(Tasks to carry out)
a) Decide whether each statement below agrees with the DLMS filter text. For each, answer yes or no and quote the deciding words of the text exactly. (i) The structure is checked by computer simulation on two examples, system identification and an adaptive equalizer. (ii) The optimized tree rule is meant for designing adaptive systems with an odd number of taps. (iii) The LMS algorithm has drawn attention because of its low hardware cost.
b) Print the part of the DLMS filter text starting at "Department of Electrical" and ending at "886-2-23638247, email: stc@ms.chttl.com.", word for word.

(Page text)

--------------------

A Tree-Systolic Array of DLMS Adaptive Filter
Lan-Da Van, Shing Tenqchen*, Chia-Hsun Chang and Wu-Shrung Feng

Department of Electrical Engineering, Labs 353, National Taiwan University. Taipei, Taiwan, ROC

Chunghwa Telecom Telecommunication Labs., 12, Lane 551, Sec. 5, Min-Tsu Rd., Yang-Mei Zien, Tao-Yuan County, Taiwan 326, ROC

Tel: 886-2-23635251-353 Fax: 886-2-23638247, email: stc@ms.chttl.com.

Indexing terms: Maximum driving, Systolic array

ABSTRACT
In this work, we develop an optimized binary tree-level rule for the design of systolic array structure of Delay LMS (DLMS) adaptive filter. Using our developed method, higher convergence rate can be obtained without sacrificing the properties of systolic array structure. Also, based on our optimized tree rule, user can easily design any even-number tap adaptive system with minimum delay and high regularity under the constraints of maximum driving and the total number of taps.

1. INTRODUCTION
Adaptive filters have a wide range of applications, such as system identification [1], adaptive equalizer [2], echo cancellation [3], and noise cancellation. However, they either require longer delay via entire taps in systolic array [1, 4] or shorter delay without considerations of systolic array [5]. One of the most common algorithms for adaptive filtering is least mean square (LMS) algorithm deserved much attention due to its superior performance. However, owing to the need of capability of driving and the nature of local connection in hardware, it is difficult to directly implement the LMS algorithm in VLSI chip implementation without considering delay. A great deal amounts of researches [1, 4] have been conducted on the efficient implementation of an adaptive filter. It is our motivation to design a rule suitable for chip realization. This paper presents a modified systolic implementation of the DLMS algorithm in which we propose a rule for designer to decide the delay stage (i.e., tree level) and to insert delay element to construct the systolic array suitable for VLSI design. Finally, we verify our systolic array structure via two examples; that is, one is the system identification [7] and the other is adaptive equalizer [2] by computer simulation.

2. MODIFIED SYSTOLIC ARRAY STRUCTURE
An N th tap adaptive filter using DLMS algorithm may be represented by the following equations:

\[ y(n) = W'(n)X(n) \]  
\[ e(n) = d(n) - y(n) \]  
\[ W(n + 1) = W(n) + \mu \times e(n - D) \times X(n - D) \]

where \( d(n) \) and \( y(n) \) denote the desired signal, and output signal, respectively. \( D \) is the delay in weight adaptation, \( \mu \) is the step-size used for adaptation of the weight vector, and \( e(n) \) is the error. In the above equations, the weight vector \( W(n) \) and the input vector \( X(n) \) are defined as follows:

\[ W(n) = [\omega_0(n), \omega_1(n), \ldots, \omega_{N-1}(n)]^T \]  
\[ X(n) = [x(n), x(n-1), \ldots, x(n-N+1)]^T \]

where \( T \) denotes the transpose of a matrix.

--------------------

(Source material)
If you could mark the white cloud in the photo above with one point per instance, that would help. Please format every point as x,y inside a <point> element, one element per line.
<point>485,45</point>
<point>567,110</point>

--------------------

(Results by task)
a)
(i) Yes: "we verify our systolic array structure via two examples; that is, one is the system identification [7] and the other is adaptive equalizer [2] by computer simulation."
(ii) No: "user can easily design any even-number tap adaptive system"
(iii) No: "deserved much attention due to its superior performance"

b)
Department of Electrical Engineering, Labs 353, National Taiwan University. Taipei, Taiwan, ROC

Chunghwa Telecom Telecommunication Labs., 12, Lane 551, Sec. 5, Min-Tsu Rd., Yang-Mei Zien, Tao-Yuan County, Taiwan 326, ROC

Tel: 886-2-23635251-353 Fax: 886-2-23638247, email: stc@ms.chttl.com.